**Source excerpt:**
•••
Working through a train strike: ‘it’s our own fault that the work never lets up’
OPINION – Today’s train strike demonstrates that university staff are themselves also responsible for taking on more and more work, according to Marc van Oostendorp, professor in Dutch and Academic Communication. ‘Everybody talks about reducing the workload, but nobody does anything about it.
Three years ago, a train strike would have led to a message like this: ‘Sorry people, I know many of you can’t make it; I am also having trouble myself. Let’s just take the afternoon off and start classes next week. We can make it up later.’
We shouldn’t idealise the past, though. That afternoon off didn’t really exist three years ago, not for students and not for lecturers. There was always something that needed to be made up, but a strike did provide a chance to catch up on other work and have a leisurely start to the weekend – particularly because it meant next week’s lectures were already prepped, and that there probably would be several more strikes next week. It meant a slow start to the new academic year.
•••
[Dataset rows]
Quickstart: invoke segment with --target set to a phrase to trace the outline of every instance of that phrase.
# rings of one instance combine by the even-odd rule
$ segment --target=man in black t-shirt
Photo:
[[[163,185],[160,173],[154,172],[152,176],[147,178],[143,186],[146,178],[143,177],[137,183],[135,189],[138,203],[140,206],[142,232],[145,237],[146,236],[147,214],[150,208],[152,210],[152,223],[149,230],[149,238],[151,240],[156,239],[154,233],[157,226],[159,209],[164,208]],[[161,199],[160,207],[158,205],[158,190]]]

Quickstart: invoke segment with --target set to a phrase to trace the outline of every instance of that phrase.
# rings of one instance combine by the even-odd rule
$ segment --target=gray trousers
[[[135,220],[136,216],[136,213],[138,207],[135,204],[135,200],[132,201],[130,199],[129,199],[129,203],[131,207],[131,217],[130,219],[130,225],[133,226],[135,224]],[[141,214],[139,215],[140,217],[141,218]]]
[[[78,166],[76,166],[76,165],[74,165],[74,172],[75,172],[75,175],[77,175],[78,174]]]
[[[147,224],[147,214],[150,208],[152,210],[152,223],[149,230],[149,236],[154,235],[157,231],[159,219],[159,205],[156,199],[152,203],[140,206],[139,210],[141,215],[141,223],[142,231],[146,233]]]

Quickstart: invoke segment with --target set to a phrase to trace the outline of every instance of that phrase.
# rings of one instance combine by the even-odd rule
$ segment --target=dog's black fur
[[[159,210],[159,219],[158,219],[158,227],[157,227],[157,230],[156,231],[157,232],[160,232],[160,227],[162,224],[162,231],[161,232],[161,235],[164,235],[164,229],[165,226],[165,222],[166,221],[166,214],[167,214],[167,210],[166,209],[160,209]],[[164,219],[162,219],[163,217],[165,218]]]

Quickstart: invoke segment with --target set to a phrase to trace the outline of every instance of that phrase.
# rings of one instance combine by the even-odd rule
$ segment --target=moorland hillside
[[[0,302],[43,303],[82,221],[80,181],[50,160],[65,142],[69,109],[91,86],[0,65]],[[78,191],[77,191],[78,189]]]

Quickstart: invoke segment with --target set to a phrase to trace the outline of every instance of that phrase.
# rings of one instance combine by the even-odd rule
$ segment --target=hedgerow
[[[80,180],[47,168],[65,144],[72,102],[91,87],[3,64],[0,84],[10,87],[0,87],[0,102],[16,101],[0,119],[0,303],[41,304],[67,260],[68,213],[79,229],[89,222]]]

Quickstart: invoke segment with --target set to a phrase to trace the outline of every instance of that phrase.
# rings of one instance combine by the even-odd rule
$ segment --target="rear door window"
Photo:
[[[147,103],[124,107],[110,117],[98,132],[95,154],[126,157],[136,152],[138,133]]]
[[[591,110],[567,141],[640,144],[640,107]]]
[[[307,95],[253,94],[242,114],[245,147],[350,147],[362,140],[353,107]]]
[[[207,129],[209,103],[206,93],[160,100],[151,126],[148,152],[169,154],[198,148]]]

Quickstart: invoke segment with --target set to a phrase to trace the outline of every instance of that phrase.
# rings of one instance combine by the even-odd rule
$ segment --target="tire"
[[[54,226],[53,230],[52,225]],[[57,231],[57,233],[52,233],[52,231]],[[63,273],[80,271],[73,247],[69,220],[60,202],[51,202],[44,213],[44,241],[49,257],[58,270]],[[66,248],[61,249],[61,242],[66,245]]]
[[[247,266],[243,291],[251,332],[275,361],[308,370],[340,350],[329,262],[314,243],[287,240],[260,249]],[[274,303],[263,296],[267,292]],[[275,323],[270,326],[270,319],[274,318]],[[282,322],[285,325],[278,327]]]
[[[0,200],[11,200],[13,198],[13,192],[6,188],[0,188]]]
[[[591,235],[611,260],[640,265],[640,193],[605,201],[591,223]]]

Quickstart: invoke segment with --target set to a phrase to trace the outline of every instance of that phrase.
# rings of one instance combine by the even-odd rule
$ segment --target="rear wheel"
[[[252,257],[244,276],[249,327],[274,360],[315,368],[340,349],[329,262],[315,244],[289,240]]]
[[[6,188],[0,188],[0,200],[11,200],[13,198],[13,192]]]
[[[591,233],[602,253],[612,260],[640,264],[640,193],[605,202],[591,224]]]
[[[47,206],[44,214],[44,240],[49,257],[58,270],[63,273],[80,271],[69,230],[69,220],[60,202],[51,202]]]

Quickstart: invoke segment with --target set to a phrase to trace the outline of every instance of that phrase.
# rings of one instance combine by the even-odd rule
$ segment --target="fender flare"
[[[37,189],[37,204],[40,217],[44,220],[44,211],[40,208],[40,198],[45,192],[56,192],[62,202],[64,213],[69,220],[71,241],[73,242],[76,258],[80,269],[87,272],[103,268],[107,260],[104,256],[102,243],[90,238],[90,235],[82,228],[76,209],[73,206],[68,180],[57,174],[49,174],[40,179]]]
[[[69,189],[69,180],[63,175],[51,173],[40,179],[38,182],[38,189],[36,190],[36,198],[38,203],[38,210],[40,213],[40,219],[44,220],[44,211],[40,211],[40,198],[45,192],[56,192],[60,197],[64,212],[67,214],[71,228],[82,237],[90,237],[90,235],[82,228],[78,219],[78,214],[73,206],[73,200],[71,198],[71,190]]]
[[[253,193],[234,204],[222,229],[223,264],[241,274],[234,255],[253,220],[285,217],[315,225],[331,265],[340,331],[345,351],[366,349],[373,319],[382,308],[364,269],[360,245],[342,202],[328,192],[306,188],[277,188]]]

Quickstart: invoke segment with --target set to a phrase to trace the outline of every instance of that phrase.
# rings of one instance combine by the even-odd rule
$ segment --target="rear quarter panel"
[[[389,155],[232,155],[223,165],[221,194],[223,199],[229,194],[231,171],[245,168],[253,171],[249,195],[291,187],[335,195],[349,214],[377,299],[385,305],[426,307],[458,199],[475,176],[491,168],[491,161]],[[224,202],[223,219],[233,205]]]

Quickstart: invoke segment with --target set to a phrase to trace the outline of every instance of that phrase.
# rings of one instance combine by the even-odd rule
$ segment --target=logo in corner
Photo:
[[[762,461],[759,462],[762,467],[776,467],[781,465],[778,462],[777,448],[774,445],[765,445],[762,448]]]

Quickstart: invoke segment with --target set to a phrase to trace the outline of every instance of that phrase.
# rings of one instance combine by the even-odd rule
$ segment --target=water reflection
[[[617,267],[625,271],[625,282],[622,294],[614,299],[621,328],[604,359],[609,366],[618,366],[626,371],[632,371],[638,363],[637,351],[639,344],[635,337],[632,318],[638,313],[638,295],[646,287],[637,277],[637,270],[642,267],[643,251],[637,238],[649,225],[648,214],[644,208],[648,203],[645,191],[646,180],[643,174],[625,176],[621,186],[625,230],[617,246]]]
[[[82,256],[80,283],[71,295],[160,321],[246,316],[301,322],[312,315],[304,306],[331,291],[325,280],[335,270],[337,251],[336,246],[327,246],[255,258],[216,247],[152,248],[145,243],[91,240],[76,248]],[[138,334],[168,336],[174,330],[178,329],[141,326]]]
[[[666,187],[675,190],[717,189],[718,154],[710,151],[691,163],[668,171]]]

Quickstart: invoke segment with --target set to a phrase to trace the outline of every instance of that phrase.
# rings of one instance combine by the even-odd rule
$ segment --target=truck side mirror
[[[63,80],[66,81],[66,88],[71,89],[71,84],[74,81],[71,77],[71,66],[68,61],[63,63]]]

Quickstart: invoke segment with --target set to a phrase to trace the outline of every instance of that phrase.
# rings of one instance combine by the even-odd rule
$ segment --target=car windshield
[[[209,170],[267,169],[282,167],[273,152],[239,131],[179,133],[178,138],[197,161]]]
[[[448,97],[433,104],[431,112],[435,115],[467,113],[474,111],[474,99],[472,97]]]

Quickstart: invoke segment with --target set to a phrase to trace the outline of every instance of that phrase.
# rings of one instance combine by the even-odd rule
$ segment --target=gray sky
•••
**Problems to solve:**
a - What position does Marc van Oostendorp hold, according to the train strike opinion piece?
b - Reproduce the part of the train strike opinion piece that starts at the words "Working through a" and ends after "anything about it.".

**Set of answers:**
a - He is a professor in Dutch and Academic Communication.

b -
Working through a train strike: ‘it’s our own fault that the work never lets up’
OPINION – Today’s train strike demonstrates that university staff are themselves also responsible for taking on more and more work, according to Marc van Oostendorp, professor in Dutch and Academic Communication. ‘Everybody talks about reducing the workload, but nobody does anything about it.